> [WHAT YOU WILL DO]:
• A. Answer these from the autobuilder passage:
(i) What risk does the passage give for not copying log files to a private place?
(ii) To whom can "live" debugging be escalated?
(iii) How many yocto autobuilders run nightly, and how many build slaves does each one run?
• B. Write the next part of the autobuilder passage, picking up after its last sentence.

> [SUPPLIED PASSAGE]:
········

It is actually best for people to copy log files and the like to a
private place. As the autobuilder runs 24/7 you do not want to run the
risk of having work removed in the middle. Keep in mind, however, that
while we are not particularly space constrained at the moment, it is
best if people are diligent about cleaning up after themselves.

>
> Rarely, "live" debugging might be needed where you'd su to the pokybuild user 
> and run a build manually to see the failure in real time. If doing this, 
> ensure you only create files as the pokybuild user and you are careful not to 
> generate sstate packages which shouldn't be present or any other bad state 
> that might get reused. In general its recommended not to do "live" debugging. 
> This can be escalated to RP/Saul/Beth if needed.

Some additions here that are autobuilder specific. Let me reiterate.
Live debugging is generally something we try to avoid doing. It should
only occur if an issue can only be reproduced on the autobuilder.

That said, it is sometimes necessary, so let me give folks an overview
of our autobuilder layout and some BKMs specific to it.

Targets:
We currently have 5 yocto autobuilders that are used to run nightly.
ab01, ab02, ab04, ab05, ab06. Each of these run two build slaves.

········

> [DATA RECORDS]:
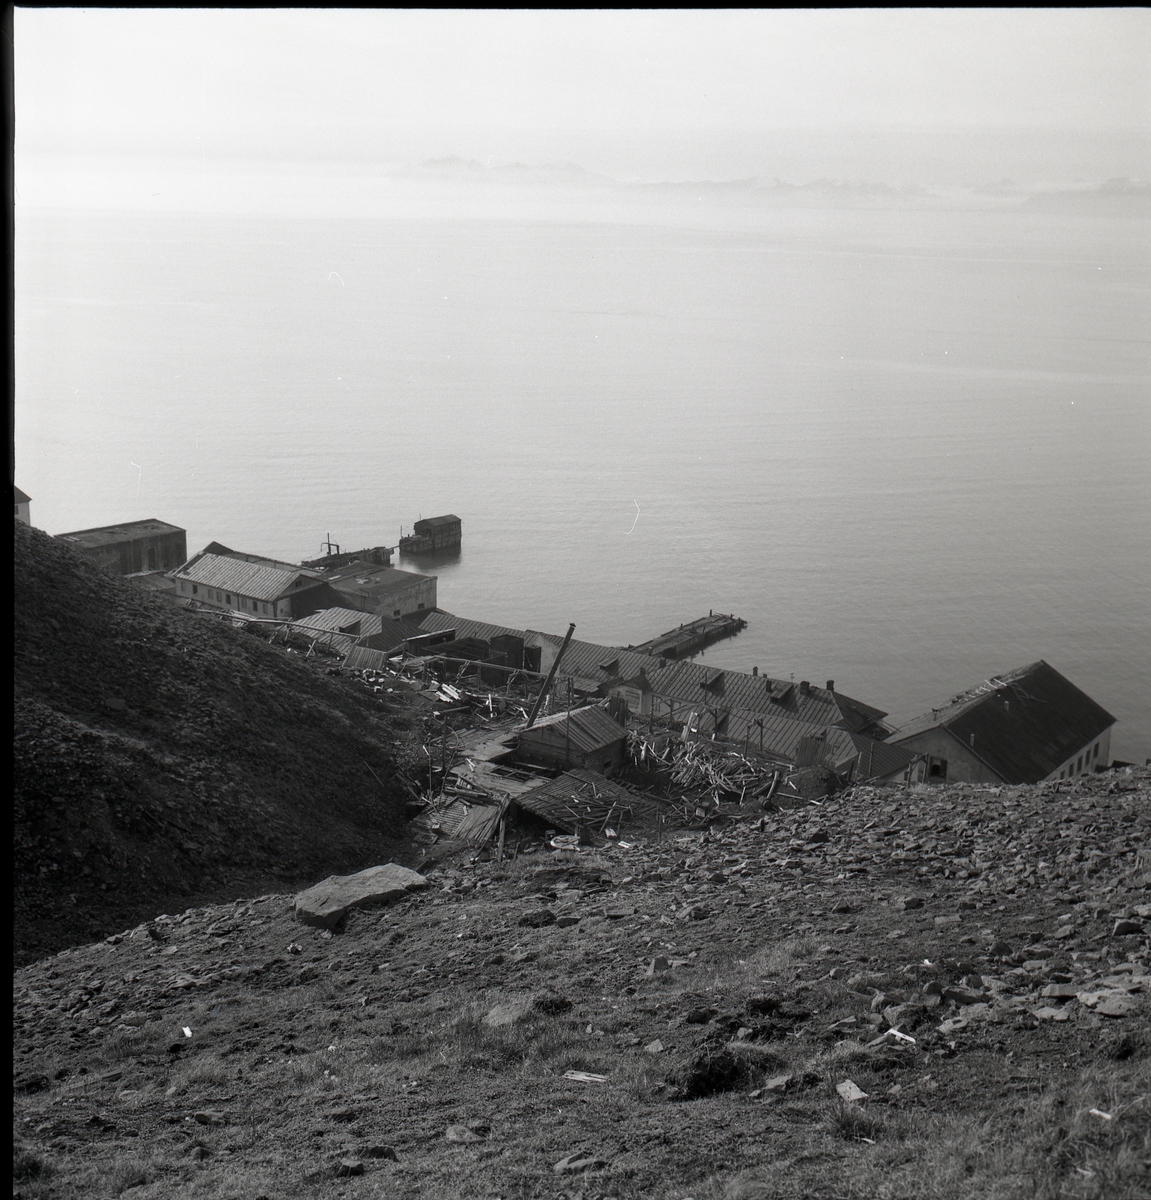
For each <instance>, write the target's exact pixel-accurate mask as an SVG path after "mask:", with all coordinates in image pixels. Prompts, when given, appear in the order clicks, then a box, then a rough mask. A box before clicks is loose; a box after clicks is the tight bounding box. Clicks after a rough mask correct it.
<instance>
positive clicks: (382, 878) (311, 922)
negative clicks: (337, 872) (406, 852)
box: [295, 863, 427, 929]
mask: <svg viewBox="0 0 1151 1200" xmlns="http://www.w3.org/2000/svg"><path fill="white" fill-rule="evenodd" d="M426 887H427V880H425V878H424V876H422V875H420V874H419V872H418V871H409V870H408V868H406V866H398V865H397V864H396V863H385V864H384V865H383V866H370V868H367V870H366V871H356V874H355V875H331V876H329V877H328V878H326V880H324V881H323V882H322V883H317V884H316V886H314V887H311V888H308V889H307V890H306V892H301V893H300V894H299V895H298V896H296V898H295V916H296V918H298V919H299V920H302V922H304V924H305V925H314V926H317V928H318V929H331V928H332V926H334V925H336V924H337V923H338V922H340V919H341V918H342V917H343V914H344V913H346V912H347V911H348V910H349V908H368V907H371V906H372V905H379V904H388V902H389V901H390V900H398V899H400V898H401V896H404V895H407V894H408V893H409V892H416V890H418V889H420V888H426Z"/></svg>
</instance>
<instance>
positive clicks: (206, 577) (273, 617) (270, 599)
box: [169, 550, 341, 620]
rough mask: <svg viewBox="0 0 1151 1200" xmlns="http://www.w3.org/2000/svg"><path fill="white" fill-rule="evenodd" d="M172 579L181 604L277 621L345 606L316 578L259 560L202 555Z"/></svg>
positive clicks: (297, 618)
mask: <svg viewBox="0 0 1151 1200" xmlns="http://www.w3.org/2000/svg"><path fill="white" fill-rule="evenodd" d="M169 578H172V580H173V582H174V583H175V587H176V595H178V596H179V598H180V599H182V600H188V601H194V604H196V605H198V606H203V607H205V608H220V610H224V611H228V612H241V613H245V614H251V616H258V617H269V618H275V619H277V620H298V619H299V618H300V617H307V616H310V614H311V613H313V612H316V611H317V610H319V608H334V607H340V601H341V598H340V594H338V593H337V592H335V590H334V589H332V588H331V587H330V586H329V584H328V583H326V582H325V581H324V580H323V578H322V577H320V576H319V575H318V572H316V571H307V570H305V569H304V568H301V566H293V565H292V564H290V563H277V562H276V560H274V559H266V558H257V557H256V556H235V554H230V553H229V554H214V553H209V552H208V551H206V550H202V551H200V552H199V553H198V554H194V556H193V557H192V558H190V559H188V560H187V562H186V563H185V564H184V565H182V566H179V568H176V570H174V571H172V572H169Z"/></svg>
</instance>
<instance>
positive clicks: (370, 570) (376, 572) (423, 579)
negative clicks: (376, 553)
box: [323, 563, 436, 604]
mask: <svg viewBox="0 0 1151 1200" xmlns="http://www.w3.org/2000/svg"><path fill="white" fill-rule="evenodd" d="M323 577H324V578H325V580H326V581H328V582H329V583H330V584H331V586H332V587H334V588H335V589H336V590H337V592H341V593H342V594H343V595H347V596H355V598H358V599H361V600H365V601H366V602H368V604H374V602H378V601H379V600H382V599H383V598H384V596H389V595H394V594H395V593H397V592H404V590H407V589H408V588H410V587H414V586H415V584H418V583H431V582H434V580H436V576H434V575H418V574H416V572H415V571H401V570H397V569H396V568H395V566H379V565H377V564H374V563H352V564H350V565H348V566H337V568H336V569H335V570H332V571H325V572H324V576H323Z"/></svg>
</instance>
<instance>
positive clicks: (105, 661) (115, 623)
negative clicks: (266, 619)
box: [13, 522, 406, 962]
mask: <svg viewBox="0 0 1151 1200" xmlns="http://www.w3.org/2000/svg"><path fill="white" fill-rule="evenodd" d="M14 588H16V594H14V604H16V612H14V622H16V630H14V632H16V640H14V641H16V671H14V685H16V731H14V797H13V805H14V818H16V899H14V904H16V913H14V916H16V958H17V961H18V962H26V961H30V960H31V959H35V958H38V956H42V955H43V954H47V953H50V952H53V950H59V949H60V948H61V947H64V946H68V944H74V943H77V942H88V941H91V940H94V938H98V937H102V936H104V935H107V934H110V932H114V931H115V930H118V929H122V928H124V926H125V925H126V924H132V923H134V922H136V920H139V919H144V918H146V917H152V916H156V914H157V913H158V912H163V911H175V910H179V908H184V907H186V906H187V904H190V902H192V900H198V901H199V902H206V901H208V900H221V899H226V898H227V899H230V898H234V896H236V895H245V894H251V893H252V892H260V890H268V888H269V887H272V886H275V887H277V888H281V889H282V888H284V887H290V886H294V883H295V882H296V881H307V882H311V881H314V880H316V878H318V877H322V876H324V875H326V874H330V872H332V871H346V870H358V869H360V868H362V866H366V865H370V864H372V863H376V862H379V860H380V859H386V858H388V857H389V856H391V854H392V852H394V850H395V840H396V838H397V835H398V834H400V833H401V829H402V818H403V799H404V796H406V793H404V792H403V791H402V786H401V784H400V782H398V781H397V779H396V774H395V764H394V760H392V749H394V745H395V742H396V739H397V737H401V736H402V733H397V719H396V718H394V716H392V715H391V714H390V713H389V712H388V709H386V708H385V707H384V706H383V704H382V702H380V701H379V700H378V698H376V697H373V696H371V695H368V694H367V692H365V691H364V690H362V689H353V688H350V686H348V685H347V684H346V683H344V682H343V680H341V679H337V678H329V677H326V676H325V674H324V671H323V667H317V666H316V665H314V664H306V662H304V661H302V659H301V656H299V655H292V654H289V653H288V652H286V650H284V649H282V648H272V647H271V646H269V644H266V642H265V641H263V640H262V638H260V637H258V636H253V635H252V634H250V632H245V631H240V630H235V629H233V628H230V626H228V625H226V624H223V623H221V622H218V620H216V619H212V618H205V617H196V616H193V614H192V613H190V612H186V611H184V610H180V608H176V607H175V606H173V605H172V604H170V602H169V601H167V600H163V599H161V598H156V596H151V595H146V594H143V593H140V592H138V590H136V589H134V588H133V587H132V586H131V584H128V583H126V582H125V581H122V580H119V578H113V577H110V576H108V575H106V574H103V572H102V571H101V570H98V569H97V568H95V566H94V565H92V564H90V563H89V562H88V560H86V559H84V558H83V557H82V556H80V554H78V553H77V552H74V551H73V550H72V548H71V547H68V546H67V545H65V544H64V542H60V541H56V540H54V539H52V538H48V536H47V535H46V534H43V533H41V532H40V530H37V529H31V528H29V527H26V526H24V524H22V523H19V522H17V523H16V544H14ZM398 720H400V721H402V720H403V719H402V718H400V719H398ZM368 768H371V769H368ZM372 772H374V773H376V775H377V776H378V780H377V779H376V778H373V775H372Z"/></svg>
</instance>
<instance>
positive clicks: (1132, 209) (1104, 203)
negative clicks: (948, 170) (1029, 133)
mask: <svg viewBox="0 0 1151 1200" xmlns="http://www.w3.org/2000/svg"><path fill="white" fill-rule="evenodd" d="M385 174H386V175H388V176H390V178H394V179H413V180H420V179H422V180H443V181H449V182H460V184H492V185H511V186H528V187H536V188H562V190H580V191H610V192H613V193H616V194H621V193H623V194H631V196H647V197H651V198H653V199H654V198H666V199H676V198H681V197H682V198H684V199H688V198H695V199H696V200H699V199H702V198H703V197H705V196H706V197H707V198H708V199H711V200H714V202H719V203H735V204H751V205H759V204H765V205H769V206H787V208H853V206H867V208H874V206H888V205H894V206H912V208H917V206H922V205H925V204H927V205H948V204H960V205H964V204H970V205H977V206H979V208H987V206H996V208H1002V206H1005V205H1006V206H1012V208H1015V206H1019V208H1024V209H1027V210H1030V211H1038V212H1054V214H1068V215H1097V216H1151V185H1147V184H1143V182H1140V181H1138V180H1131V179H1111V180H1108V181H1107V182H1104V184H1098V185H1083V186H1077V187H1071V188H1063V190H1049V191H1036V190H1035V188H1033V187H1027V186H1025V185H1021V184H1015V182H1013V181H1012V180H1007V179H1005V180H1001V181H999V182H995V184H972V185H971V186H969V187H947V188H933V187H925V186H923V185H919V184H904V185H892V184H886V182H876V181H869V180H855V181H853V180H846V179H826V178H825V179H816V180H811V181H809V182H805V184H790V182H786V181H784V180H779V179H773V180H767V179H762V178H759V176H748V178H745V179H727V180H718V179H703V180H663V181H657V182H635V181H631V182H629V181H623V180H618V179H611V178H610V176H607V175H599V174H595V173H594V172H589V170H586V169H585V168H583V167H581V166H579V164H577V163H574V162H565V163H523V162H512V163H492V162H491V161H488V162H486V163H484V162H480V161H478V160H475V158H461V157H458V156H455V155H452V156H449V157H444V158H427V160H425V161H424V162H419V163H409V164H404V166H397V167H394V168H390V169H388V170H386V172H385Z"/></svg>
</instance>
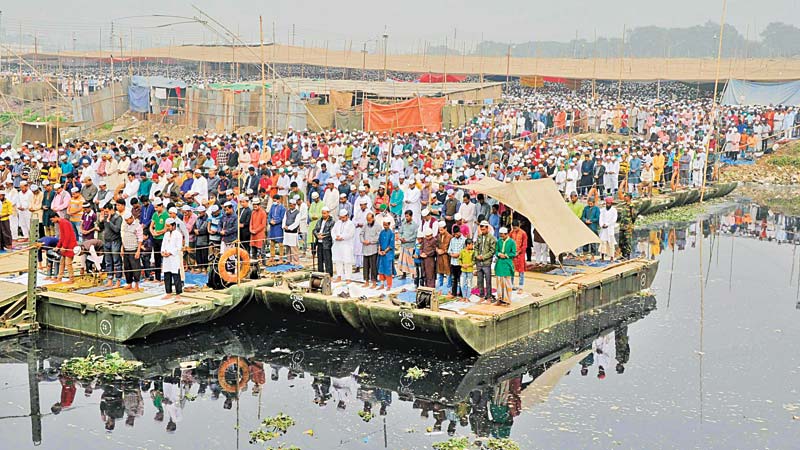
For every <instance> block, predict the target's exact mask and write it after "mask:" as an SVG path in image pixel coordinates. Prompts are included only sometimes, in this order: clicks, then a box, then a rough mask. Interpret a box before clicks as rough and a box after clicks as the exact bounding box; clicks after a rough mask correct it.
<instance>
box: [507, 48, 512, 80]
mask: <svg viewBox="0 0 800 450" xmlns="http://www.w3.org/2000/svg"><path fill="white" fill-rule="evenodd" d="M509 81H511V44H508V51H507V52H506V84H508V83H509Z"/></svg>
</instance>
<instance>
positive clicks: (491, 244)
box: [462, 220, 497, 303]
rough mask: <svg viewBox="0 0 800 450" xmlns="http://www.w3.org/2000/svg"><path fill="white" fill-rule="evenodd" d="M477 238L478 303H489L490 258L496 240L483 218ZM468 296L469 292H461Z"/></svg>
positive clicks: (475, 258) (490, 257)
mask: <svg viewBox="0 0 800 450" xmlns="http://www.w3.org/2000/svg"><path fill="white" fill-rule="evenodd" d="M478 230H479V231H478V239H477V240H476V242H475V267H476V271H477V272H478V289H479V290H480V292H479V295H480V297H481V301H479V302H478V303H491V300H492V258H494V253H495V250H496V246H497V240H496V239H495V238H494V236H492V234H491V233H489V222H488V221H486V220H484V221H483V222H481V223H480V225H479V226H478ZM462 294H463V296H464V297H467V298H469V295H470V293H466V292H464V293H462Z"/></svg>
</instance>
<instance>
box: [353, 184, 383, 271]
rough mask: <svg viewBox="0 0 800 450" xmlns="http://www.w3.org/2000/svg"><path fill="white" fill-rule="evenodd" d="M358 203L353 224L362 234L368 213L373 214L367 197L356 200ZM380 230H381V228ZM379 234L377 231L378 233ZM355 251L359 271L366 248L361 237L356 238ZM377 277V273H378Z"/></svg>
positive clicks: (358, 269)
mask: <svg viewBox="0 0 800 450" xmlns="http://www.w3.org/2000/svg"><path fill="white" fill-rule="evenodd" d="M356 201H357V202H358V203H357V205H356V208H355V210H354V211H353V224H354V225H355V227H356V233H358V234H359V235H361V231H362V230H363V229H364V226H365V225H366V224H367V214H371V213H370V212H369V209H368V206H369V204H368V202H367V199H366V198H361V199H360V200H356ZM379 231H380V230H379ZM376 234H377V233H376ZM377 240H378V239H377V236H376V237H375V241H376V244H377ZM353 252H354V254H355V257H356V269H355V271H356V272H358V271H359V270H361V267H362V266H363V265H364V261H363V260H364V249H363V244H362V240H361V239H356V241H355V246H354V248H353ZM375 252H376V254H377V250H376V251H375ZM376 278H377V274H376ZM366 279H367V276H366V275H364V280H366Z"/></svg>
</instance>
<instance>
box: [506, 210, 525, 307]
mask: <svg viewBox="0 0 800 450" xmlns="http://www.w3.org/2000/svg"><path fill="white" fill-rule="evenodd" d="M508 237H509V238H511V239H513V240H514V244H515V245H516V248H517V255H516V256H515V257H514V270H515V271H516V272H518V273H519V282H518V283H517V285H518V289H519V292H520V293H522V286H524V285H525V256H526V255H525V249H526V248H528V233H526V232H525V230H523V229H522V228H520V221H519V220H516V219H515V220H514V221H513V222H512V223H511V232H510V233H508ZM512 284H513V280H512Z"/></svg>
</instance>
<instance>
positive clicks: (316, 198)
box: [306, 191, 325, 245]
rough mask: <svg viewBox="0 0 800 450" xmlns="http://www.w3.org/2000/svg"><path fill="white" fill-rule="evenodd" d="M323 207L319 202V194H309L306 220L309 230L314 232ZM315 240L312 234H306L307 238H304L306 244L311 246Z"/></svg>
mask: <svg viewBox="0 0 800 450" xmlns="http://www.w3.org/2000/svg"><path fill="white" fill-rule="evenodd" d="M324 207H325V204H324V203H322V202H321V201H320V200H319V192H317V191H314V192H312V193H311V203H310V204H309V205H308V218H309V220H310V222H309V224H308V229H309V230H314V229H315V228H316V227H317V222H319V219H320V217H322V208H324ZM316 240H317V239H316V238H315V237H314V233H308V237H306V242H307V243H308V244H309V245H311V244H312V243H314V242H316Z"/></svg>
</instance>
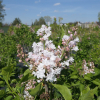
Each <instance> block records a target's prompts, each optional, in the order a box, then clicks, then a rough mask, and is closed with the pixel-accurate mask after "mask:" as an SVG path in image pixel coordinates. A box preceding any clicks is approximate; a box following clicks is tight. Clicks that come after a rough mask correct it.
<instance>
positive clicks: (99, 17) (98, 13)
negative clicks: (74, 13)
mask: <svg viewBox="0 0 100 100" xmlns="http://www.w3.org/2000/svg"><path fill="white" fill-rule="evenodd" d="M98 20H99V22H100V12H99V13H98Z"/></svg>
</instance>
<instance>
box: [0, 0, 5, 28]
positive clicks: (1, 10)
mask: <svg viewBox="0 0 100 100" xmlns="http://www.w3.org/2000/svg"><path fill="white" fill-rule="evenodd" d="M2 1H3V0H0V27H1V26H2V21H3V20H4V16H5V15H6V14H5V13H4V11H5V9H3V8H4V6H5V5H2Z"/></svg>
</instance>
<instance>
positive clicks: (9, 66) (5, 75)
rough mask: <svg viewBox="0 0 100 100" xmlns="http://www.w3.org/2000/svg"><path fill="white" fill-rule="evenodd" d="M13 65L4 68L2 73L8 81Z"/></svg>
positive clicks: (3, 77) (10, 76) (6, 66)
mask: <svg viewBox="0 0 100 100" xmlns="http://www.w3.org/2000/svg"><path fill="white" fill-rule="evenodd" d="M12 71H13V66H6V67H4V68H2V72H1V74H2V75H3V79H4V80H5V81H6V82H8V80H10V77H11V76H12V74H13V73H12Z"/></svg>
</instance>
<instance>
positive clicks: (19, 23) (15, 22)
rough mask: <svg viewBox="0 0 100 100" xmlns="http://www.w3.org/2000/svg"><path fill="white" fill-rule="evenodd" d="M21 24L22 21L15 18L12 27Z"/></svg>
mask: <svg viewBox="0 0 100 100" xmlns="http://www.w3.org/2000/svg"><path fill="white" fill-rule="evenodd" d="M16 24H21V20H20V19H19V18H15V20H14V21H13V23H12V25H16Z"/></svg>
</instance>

········

> [YOUR RESPONSES]:
• A.
(i) The autobuilder runs 24/7, so work could be removed partway through.
(ii) RP, Saul, or Beth.
(iii) Five autobuilders (ab01, ab02, ab04, ab05, ab06), each running two build slaves.

• B.
Nightly is a "dummy" buildset that does relatively few things and is
only ever run on ab01. It mainly does universe fetch, building
adt-installer and building the eclipse plugin. It's main function is
to trigger nightly-${ARCH} and wait until they're done. ab02, ab04,
ab05, ab06 are what is used to run this pool of nightly arch builds.
NOTE: Just because nightly-* ran on ab04 the last time does not mean
it will again. It's semi random. In order to find out what host you
need to log into, please look for the buildstep that says:

Building on
autobuilder04
Linux autobuilder04 2.6.37.6-0.9-default #1 SMP 2011-10-19 22:33:27
+0200 x86_64 x86_64 x86_64 GNU/Linux

Directory Locations:
Currently, we share sstate-cache and downloads between these slaves
via NAS. One thing you should know is that poky's $TMPDIR ends up
being moved to 
~pokybuild/yocto-autobuilder/yocto-slave/nightly-${ARCH}/build/build/nonlsb-tmp
and poky-lsb is left in the above path's tmp. So when you are
debugging, keep this in mind. This will probably change to something a
little more obvious, but for now, that is where they exist. I'll alert
everyone when this change occurs.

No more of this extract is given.